**Data for this task**

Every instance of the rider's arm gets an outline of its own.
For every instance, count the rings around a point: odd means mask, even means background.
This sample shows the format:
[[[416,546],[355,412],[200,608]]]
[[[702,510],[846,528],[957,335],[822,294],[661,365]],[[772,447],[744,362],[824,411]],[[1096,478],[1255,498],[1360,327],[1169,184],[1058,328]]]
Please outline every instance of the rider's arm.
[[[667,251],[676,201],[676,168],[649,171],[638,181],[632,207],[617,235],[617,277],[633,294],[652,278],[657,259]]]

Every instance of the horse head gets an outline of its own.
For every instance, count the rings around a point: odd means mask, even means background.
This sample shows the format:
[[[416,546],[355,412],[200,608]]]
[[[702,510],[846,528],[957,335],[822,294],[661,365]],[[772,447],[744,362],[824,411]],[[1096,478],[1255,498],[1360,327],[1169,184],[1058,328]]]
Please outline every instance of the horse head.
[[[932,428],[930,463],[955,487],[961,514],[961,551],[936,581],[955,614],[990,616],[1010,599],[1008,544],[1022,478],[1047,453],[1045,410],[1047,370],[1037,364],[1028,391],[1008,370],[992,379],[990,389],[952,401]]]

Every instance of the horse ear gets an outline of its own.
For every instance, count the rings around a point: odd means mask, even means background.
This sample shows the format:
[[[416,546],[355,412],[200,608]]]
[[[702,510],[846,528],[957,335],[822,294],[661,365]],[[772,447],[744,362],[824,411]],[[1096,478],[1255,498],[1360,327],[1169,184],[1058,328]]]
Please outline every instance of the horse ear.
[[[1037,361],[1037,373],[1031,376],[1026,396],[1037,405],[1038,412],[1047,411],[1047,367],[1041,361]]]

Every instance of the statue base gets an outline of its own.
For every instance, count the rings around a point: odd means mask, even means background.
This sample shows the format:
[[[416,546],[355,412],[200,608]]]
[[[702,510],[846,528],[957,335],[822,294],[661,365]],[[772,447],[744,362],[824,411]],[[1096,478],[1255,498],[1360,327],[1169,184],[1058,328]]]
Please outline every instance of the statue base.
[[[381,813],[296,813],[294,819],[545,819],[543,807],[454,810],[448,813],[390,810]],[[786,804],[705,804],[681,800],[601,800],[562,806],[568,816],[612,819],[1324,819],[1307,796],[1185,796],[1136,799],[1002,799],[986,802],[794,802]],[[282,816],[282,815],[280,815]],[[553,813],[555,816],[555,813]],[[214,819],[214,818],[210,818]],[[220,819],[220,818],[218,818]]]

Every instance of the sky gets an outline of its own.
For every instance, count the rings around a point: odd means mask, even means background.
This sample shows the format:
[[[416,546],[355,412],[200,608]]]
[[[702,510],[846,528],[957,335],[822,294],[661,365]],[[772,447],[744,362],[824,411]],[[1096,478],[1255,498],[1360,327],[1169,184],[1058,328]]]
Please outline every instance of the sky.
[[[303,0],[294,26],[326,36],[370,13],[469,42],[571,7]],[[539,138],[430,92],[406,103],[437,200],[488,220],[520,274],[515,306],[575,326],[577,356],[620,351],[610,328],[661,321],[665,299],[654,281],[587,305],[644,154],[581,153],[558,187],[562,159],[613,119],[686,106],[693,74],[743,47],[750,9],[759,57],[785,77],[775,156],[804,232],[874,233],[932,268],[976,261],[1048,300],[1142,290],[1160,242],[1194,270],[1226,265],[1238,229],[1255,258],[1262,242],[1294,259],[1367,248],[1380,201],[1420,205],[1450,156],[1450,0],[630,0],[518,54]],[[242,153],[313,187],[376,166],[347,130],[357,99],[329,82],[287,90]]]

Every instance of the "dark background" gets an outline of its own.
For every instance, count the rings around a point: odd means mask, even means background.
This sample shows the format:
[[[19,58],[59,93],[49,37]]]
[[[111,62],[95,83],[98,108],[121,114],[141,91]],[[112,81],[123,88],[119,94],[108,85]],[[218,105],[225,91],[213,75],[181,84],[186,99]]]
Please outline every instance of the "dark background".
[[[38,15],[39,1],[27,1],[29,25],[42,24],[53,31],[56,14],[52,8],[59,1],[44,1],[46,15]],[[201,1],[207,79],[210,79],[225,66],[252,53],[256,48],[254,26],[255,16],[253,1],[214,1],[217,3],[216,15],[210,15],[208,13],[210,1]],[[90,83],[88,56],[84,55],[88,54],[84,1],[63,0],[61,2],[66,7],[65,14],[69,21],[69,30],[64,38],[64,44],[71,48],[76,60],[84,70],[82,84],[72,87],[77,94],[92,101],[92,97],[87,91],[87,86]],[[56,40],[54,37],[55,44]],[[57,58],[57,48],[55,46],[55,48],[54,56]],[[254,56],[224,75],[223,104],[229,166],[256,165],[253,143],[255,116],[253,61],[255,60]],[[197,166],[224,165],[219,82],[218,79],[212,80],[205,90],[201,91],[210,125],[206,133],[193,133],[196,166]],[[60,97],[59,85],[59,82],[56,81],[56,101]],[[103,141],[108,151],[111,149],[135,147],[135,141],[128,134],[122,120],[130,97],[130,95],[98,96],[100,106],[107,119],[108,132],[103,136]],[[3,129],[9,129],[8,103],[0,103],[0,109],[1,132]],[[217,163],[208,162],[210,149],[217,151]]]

**Directive**
Starting at the first line of the items and ending with the line that contains "Please outline every instance of the rider's", write those lines out again with "rings" changed to "loops" and nothing else altered.

**Answer in full**
Every instance of the rider's arm gets an outline of its own.
For every instance, count the loops around a point: odd means mask, even means background.
This sample shows the format:
[[[416,546],[355,412],[200,608]]]
[[[702,510],[846,528],[957,335],[822,294],[661,365]],[[772,447],[744,362],[824,411]],[[1096,478],[1255,498],[1360,327],[1169,184],[1058,328]]]
Please outline every instance of the rider's arm.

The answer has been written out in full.